** Given task **
Repeat exactly the lines from the line containing "Would you be able to point at the woven" to the last line of the listing, including both.

..............................

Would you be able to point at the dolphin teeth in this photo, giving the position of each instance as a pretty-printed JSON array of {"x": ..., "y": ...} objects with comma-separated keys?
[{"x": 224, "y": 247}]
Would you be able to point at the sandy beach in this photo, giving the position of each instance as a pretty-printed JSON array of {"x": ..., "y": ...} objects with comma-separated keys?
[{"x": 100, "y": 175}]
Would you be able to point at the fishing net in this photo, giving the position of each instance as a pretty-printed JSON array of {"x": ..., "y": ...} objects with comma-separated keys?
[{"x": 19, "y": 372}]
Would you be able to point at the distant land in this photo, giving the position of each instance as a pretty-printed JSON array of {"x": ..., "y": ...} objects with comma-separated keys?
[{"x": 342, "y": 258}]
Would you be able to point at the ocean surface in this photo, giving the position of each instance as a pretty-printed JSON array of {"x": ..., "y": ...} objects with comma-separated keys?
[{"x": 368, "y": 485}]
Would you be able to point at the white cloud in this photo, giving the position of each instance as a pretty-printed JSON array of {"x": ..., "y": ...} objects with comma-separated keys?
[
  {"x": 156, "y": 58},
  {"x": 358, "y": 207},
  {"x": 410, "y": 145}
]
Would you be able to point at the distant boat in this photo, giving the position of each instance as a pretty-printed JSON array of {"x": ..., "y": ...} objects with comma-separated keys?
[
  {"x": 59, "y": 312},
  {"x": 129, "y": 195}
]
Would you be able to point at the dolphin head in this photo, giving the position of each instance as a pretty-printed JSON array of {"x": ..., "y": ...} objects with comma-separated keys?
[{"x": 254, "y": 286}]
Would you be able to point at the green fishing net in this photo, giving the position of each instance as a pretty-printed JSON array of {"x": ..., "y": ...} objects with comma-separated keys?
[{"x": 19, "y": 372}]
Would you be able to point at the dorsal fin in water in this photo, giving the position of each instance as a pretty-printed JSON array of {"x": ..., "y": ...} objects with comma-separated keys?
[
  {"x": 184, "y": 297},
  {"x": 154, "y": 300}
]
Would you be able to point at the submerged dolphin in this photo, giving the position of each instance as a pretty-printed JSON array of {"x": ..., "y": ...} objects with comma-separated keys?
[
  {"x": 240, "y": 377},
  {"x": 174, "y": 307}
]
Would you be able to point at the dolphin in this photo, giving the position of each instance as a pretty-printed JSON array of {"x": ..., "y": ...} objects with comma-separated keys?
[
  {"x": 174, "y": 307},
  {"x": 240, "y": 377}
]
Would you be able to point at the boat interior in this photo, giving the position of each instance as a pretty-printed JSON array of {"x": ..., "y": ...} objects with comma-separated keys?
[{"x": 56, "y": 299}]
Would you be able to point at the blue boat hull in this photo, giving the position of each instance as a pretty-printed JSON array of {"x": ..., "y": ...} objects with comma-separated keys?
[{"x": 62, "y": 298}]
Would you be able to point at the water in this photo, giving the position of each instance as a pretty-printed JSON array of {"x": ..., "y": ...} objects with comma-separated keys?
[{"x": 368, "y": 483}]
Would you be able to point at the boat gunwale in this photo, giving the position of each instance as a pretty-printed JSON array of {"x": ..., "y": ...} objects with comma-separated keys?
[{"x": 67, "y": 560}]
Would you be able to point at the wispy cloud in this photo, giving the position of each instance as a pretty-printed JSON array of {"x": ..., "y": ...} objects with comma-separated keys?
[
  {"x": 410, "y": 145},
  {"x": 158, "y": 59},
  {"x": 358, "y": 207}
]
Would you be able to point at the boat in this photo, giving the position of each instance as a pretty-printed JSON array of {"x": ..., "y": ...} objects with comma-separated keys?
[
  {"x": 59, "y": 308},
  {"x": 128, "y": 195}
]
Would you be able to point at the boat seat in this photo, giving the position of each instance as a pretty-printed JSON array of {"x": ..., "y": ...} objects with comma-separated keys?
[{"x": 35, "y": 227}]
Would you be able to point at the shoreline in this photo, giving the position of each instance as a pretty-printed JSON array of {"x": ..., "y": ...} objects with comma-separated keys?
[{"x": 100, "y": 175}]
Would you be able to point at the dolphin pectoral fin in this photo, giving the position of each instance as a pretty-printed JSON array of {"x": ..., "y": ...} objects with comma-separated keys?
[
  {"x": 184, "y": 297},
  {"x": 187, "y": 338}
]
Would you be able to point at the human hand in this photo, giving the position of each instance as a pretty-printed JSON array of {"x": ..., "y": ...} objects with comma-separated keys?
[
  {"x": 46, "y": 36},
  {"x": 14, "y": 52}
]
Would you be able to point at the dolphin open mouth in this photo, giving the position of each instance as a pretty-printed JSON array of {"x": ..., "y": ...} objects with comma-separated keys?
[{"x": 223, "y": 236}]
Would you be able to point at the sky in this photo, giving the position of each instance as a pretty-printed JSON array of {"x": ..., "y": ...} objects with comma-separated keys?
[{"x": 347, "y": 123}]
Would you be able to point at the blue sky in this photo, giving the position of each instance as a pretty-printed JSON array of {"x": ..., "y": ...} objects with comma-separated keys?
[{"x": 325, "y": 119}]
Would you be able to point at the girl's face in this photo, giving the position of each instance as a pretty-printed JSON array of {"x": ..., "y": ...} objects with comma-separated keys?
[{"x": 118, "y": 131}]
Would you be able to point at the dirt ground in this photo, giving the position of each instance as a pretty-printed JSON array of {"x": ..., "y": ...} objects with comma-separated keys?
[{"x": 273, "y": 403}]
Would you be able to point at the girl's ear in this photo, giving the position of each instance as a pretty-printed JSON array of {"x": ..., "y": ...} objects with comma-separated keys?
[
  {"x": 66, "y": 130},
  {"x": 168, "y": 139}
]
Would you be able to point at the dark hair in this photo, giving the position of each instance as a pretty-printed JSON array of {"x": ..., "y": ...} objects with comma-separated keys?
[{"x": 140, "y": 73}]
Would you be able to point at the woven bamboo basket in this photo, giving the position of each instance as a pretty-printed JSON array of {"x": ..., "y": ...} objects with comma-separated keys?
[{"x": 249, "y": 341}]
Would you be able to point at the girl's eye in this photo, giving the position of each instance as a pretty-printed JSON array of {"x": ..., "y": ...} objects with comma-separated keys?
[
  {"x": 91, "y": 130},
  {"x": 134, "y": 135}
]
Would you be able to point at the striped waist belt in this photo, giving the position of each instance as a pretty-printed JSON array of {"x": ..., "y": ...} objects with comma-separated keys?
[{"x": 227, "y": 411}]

..............................

** Right answer **
Would you be able to point at the woven bamboo basket in this photo, giving the position of each instance as a pretty-printed JSON array of {"x": ..., "y": ...} objects with comma-separated keys?
[{"x": 249, "y": 341}]
Would you be able to point at the girl's eye in this photo, giving the position of each instance as a pretty-printed JSON array of {"x": ..., "y": ...} objects with comma-separated keys?
[
  {"x": 91, "y": 130},
  {"x": 134, "y": 135}
]
Would you be able to point at the striped waist belt in this photo, giving the position of each instance as a pretty-printed JSON array of {"x": ..., "y": ...} objects with comma-separated keys?
[{"x": 227, "y": 411}]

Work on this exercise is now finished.